Begin GIVEN INFORMATION

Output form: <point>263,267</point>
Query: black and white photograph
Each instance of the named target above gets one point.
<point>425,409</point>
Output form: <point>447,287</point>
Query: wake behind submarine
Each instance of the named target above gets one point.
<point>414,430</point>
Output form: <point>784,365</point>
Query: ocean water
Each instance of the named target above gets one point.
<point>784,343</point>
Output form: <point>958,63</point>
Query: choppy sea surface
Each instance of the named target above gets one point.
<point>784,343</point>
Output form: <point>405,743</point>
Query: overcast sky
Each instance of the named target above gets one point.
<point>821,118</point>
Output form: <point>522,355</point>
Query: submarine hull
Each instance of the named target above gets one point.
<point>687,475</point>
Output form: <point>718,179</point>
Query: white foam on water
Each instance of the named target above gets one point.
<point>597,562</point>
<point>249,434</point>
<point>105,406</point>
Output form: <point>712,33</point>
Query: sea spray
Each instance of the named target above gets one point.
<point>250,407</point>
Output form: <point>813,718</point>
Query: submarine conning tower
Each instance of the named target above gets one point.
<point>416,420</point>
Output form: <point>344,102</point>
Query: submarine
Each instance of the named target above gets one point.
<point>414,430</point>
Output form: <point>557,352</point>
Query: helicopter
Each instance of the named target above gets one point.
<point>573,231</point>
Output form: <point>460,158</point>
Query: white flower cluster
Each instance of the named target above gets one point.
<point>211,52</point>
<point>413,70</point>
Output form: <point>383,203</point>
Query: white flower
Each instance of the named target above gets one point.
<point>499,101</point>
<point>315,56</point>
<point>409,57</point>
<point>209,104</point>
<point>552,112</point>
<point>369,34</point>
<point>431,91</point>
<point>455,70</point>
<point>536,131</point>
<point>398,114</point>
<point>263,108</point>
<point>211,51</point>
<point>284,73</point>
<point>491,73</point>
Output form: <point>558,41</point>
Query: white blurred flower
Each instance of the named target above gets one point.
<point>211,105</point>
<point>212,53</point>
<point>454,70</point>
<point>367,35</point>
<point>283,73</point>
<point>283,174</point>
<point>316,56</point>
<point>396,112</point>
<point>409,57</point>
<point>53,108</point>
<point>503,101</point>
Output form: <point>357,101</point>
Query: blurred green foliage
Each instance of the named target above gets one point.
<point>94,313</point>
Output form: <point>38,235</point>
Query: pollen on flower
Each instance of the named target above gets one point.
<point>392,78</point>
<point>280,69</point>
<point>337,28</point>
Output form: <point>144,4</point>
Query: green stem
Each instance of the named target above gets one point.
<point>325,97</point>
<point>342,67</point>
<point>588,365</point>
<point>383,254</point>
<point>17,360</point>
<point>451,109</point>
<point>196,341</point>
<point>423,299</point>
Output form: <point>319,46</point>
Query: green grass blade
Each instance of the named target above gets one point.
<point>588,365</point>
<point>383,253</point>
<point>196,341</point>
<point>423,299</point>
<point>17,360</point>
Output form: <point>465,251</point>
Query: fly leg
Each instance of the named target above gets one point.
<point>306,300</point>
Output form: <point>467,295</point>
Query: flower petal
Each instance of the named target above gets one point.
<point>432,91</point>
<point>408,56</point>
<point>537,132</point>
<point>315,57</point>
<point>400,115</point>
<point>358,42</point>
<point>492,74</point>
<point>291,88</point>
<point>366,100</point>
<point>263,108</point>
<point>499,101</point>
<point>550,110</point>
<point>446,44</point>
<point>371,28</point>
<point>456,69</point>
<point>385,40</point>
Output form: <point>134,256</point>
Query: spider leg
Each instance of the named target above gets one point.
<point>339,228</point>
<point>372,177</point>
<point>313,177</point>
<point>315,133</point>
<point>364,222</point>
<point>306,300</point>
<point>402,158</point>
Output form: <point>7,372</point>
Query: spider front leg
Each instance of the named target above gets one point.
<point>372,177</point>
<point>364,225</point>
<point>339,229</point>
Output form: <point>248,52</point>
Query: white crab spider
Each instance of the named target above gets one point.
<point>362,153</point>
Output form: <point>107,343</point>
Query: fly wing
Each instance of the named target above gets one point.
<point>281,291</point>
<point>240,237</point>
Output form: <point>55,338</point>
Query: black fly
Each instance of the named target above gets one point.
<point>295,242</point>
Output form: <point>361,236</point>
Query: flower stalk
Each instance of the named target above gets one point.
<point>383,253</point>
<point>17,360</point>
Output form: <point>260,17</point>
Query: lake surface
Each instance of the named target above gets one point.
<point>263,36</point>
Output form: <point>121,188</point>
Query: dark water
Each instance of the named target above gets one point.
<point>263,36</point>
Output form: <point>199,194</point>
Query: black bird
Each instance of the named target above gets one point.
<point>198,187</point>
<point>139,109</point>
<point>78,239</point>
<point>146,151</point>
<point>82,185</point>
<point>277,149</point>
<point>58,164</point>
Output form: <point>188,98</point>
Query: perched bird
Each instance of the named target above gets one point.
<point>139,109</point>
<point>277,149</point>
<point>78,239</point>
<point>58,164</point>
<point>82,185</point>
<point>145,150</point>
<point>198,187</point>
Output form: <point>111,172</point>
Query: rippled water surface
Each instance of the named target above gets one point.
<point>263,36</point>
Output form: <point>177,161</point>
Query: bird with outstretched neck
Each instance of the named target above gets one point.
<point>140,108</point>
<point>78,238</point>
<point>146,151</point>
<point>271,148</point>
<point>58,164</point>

End GIVEN INFORMATION

§ **TASK REQUIREMENTS**
Lay out the material above as a numbered list, from the line that contains "Output form: <point>134,256</point>" up to and including the line that contains "<point>339,229</point>", with blank lines omitted.

§ **REPLY**
1. Output form: <point>134,256</point>
2. Query: spider leg
3. Each instance of the named target above gets one point.
4. <point>339,228</point>
5. <point>372,177</point>
6. <point>313,177</point>
7. <point>315,133</point>
8. <point>364,222</point>
9. <point>306,300</point>
10. <point>402,158</point>
11. Output form: <point>7,372</point>
12. Query: spider front leg
13. Each instance of the named target above gets one point.
14. <point>372,177</point>
15. <point>364,225</point>
16. <point>339,229</point>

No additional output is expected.